● PROBLEM STATEMENT: Take the line containing "target | front bumper" and every line after it to the end of the material below; reproduce them exactly, without pictures.

● EXTRACTED INFORMATION:
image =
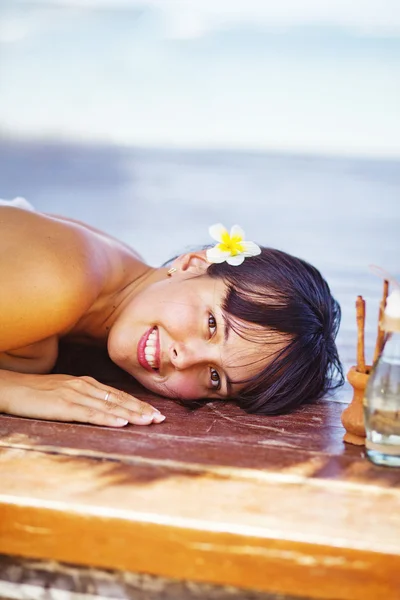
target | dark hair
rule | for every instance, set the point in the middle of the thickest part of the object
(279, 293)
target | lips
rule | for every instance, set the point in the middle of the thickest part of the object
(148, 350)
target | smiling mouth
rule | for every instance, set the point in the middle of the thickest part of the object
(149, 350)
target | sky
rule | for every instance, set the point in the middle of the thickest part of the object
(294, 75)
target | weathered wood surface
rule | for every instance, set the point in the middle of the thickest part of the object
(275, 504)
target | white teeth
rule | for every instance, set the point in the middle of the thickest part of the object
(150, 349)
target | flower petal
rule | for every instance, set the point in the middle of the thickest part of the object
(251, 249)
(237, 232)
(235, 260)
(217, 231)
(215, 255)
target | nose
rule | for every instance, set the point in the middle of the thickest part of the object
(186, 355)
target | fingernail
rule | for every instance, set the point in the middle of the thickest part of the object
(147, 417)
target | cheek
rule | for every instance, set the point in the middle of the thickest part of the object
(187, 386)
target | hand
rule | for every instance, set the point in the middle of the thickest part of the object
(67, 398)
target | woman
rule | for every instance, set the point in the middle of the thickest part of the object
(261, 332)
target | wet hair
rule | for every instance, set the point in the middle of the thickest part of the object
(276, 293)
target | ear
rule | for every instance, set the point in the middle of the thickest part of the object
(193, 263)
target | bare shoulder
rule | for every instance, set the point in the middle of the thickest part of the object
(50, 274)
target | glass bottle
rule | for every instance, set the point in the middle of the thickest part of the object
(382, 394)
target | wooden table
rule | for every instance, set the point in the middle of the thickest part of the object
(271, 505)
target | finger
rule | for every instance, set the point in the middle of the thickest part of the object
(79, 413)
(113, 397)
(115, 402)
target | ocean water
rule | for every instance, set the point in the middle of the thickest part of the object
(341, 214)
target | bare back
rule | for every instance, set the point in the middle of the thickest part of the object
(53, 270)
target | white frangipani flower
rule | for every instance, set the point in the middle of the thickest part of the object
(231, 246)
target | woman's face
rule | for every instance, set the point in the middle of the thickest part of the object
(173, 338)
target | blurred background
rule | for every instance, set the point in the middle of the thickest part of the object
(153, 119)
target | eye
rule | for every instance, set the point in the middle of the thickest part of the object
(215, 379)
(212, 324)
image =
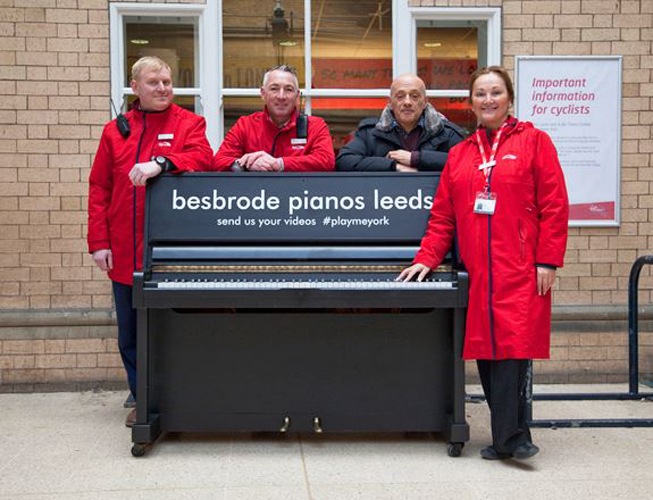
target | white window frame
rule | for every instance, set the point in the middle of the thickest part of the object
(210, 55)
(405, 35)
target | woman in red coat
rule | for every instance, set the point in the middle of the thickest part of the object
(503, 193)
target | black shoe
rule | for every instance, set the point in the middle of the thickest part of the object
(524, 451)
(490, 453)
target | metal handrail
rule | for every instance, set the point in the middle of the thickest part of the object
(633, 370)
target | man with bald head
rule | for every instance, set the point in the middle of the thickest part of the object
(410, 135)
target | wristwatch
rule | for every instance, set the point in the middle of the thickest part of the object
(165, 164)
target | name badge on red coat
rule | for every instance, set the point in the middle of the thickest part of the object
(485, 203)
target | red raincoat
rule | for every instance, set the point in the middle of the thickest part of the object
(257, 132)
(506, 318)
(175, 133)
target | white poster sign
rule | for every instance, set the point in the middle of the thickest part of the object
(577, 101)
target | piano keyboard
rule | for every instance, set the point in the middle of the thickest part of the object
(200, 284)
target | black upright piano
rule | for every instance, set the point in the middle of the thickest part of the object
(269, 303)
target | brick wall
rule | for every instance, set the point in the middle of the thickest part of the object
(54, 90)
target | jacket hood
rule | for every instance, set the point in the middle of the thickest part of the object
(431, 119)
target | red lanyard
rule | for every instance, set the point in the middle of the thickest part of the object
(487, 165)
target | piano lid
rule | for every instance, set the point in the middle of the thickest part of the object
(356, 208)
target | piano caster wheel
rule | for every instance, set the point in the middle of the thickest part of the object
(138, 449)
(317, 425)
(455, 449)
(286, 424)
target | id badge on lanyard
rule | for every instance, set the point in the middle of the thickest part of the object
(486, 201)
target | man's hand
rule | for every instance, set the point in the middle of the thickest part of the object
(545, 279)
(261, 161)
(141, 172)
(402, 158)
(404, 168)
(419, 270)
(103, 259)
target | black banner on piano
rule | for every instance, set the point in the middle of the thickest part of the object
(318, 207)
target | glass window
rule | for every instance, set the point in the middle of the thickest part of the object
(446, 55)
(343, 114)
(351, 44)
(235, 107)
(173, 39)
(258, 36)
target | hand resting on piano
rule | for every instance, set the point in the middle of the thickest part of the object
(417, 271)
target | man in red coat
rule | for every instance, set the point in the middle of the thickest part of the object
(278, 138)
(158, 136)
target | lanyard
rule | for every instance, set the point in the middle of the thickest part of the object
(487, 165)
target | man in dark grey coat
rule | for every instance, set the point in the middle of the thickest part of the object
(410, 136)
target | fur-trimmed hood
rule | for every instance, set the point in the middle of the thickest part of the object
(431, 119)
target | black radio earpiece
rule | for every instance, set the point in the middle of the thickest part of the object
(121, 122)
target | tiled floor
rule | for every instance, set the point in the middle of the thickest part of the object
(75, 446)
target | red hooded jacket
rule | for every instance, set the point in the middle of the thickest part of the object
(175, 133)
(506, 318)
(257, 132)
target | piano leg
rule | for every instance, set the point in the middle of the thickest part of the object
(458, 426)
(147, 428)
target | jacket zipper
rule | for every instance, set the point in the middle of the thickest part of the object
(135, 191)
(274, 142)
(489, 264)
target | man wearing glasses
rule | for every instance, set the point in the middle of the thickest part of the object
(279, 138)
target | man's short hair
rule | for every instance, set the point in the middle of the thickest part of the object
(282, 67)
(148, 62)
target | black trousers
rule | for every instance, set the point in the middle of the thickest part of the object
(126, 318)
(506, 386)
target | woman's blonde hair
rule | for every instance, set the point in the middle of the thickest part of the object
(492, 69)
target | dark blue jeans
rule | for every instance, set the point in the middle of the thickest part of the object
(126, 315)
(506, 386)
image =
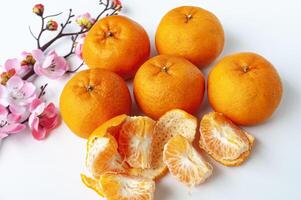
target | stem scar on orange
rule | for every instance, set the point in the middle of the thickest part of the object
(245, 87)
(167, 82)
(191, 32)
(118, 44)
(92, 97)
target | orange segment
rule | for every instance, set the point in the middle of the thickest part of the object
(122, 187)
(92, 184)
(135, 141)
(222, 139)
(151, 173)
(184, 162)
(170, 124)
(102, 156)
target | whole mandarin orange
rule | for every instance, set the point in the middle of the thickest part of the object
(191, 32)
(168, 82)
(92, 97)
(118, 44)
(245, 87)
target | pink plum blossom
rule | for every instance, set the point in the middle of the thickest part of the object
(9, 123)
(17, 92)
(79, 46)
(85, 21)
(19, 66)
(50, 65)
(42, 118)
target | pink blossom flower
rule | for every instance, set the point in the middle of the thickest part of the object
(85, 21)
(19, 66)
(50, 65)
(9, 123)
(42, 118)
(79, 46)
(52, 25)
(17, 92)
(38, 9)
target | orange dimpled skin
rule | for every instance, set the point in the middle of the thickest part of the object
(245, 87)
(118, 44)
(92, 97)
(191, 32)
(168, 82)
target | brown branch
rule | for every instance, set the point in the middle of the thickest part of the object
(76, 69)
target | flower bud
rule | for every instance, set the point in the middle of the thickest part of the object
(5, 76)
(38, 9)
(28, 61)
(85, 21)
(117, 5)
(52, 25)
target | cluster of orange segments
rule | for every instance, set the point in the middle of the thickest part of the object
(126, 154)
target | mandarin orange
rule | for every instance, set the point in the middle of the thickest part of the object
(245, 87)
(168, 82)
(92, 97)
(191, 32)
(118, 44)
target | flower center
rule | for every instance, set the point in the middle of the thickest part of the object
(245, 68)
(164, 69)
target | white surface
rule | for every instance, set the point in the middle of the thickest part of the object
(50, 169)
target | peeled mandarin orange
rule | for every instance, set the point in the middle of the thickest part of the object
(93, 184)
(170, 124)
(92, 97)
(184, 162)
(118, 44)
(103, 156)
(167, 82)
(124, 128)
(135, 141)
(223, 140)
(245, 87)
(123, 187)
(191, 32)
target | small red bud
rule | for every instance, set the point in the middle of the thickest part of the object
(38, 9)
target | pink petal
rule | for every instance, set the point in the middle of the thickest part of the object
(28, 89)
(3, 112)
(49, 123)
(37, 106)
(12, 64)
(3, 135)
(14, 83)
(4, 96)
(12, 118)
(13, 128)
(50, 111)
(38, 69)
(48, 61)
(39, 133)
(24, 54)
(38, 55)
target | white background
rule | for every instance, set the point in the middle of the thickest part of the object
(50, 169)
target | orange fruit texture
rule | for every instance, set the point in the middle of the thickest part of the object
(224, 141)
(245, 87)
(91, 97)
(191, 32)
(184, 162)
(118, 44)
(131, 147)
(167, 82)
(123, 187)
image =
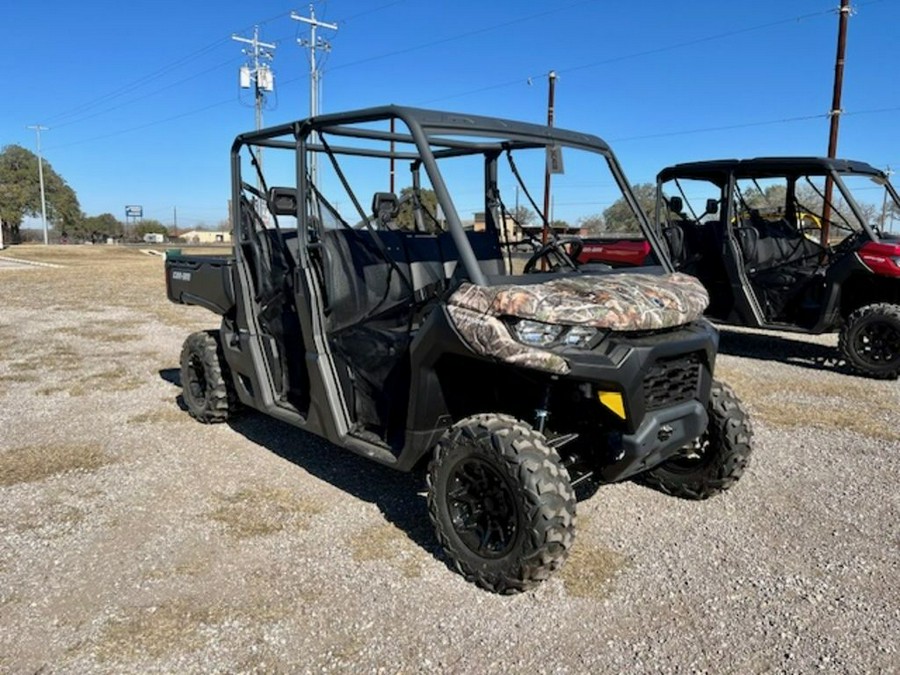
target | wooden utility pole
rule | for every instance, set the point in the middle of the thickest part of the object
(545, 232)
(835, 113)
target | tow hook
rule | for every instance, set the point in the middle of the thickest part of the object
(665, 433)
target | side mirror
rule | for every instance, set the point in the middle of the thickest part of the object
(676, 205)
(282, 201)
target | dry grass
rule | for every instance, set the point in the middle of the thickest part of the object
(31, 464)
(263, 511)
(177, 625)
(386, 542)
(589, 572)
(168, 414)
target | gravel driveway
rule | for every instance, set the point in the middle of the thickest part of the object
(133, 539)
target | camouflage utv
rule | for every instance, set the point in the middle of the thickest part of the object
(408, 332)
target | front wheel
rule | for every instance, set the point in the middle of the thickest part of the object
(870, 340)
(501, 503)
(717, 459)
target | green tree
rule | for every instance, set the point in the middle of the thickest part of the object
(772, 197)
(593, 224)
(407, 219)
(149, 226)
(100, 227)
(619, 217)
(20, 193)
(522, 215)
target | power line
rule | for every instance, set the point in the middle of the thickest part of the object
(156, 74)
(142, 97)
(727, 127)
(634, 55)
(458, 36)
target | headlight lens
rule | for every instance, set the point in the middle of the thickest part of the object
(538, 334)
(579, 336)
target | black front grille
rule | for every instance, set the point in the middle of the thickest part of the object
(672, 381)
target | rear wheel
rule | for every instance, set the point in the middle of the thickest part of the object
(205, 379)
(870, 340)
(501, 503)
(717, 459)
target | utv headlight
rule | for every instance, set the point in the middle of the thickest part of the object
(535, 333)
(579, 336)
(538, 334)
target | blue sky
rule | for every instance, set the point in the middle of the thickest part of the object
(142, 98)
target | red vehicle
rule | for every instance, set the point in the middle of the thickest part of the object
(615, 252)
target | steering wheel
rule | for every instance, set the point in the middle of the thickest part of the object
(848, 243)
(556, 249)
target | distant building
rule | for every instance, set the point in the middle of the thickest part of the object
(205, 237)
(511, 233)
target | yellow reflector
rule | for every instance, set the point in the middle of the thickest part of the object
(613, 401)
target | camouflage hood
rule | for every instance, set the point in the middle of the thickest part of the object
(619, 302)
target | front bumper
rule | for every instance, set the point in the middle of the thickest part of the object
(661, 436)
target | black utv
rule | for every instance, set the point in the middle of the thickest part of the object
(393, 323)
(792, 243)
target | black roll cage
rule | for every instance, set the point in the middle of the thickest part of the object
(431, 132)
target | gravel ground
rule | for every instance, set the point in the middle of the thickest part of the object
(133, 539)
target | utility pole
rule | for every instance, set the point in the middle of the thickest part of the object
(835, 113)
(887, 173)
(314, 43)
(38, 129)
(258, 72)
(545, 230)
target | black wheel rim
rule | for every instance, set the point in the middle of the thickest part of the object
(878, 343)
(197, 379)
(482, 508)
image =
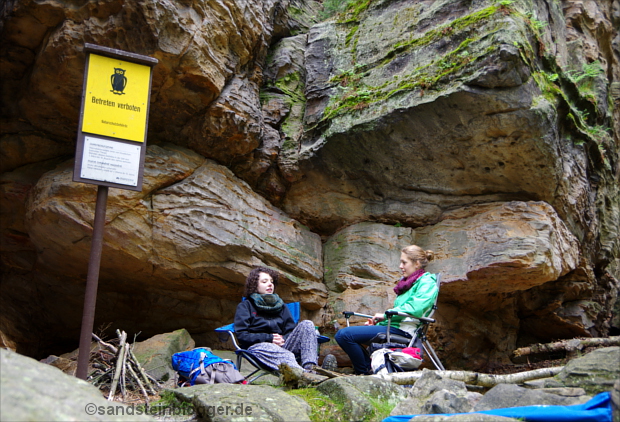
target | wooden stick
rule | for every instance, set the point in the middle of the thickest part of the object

● COMPLETE ANSWER:
target | front bumper
rule | for every instance, set the point in the middle of the thickest part of the object
(661, 436)
target | black utv
rule | for every instance, set the point in the middle of the thickest part of the object
(393, 323)
(792, 243)
target | black roll cage
rule | for every instance, set the point in the middle of the thickest part of the object
(431, 132)
target | gravel ground
rule | for every instance, set the point in the middle of the thickest part of the object
(133, 539)
target | utility pole
rule | for every instance, set the point in the middle of the thickest part of the object
(835, 113)
(887, 173)
(314, 43)
(38, 129)
(258, 72)
(545, 230)
target | black wheel rim
rule | for every instance, set the point in the middle of the thickest part of the object
(878, 343)
(197, 379)
(482, 508)
image =
target | wooden stick
rule | for every instance, set the point in the middle of the thickest part of the object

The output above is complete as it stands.